## THE PROBLEM
Say how many lines of the listing below hold the word "lake". Give only that number.
* * *
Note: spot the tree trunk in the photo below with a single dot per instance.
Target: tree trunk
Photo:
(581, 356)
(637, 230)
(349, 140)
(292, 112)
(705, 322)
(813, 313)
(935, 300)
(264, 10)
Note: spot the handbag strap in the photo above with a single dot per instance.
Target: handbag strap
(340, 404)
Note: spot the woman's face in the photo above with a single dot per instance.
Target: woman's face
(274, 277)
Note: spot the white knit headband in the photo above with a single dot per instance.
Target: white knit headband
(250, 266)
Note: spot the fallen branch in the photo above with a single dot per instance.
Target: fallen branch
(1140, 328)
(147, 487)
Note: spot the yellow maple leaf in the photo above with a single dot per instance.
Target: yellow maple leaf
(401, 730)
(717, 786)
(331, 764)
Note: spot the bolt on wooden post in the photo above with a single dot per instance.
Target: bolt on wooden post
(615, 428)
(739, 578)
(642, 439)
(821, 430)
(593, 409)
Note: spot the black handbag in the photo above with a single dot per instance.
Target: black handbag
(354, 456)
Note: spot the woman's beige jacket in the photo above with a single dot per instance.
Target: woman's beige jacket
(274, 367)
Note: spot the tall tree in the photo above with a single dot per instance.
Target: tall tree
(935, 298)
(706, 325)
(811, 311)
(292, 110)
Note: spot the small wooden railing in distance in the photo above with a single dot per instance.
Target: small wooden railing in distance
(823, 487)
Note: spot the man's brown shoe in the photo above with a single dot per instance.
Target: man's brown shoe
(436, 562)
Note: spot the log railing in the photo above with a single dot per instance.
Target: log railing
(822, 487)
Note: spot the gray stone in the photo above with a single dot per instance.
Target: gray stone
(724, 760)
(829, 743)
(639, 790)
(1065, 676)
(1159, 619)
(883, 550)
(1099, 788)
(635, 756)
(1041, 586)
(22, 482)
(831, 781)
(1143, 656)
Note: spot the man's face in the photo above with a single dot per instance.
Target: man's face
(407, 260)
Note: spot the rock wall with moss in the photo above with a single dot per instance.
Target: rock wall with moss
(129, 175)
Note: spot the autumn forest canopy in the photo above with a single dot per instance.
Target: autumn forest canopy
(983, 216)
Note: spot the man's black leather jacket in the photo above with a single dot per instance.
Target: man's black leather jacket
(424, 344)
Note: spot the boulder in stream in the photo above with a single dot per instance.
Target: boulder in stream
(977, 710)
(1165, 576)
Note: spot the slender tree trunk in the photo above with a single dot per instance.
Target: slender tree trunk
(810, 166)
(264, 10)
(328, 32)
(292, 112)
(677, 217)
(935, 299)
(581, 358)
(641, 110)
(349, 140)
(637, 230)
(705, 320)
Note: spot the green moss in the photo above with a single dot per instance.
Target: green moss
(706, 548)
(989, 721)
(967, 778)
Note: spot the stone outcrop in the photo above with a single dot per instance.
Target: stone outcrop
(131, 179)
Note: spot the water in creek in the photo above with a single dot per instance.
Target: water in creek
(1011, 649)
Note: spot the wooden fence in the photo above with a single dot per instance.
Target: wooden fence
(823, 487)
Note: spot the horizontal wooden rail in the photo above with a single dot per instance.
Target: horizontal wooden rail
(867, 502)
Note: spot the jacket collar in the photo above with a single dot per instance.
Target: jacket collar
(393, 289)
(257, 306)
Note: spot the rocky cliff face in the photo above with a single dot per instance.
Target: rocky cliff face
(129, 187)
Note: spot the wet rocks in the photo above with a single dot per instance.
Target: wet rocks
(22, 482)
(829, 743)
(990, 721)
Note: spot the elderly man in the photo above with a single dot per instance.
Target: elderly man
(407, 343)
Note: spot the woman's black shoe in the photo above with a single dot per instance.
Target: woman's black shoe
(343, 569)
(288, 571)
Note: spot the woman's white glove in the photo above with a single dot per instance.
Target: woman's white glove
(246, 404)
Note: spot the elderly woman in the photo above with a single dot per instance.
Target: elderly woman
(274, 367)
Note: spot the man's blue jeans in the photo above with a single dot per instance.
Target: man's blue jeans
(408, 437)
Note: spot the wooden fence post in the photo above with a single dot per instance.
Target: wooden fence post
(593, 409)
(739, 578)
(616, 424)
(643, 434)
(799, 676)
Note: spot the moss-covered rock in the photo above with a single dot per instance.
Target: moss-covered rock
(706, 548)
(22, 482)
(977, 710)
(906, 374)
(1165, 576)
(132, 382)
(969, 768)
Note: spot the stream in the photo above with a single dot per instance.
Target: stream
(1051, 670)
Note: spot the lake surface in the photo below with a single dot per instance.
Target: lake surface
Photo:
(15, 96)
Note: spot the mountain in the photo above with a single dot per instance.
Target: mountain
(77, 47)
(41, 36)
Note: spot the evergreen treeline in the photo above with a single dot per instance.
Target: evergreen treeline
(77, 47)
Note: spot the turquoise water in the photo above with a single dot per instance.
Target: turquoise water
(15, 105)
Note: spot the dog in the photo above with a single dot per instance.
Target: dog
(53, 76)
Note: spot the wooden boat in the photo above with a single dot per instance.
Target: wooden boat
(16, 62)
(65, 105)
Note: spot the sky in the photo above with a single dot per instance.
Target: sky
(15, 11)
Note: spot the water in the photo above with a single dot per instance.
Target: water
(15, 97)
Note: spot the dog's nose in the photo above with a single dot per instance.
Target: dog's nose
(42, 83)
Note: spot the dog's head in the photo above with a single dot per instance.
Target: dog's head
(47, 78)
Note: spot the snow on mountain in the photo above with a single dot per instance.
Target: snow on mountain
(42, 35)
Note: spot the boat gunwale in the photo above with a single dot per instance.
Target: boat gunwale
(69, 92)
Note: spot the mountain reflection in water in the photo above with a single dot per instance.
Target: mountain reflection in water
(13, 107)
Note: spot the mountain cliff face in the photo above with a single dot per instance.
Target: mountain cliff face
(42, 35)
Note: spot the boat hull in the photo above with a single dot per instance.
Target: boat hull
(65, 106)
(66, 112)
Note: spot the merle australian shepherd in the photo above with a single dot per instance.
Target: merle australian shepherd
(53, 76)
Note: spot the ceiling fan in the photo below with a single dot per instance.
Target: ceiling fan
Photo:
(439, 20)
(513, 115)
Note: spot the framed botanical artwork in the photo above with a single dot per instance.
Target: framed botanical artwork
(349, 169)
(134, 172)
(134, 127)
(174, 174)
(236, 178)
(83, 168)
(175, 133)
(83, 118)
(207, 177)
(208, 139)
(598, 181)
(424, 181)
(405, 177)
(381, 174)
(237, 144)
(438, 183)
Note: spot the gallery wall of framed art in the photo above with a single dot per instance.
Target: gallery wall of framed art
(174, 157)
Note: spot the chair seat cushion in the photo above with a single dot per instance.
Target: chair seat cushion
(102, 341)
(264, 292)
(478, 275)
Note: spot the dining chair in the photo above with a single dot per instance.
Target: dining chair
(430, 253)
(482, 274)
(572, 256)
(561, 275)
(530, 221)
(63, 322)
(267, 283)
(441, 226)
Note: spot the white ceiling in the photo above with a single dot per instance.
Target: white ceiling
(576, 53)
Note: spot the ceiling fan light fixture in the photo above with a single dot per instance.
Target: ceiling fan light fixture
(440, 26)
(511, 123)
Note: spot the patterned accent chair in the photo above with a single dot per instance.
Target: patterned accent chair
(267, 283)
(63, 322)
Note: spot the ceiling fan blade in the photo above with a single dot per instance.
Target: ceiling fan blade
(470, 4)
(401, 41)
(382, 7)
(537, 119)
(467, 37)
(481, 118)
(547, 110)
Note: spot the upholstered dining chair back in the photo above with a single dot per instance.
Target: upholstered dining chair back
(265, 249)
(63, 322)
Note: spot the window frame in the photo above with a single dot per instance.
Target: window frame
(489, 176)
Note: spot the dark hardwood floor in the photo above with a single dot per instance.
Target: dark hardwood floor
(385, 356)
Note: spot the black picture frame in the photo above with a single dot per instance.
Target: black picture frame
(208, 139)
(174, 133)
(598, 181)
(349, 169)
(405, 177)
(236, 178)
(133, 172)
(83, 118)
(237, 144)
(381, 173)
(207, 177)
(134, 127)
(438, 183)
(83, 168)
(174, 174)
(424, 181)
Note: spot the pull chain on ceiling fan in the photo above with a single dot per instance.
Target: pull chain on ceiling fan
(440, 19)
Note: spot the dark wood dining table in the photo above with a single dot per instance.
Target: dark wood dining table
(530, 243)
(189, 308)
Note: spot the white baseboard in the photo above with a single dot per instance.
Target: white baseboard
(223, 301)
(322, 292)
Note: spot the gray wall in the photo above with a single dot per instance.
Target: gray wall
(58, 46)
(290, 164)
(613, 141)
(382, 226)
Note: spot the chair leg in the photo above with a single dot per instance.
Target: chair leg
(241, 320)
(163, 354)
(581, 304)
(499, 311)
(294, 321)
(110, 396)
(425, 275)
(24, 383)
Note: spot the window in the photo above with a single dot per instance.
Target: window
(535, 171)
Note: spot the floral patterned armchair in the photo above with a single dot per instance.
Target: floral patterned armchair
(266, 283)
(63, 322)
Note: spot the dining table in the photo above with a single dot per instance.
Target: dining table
* * *
## SOLUTION FOR THIS TASK
2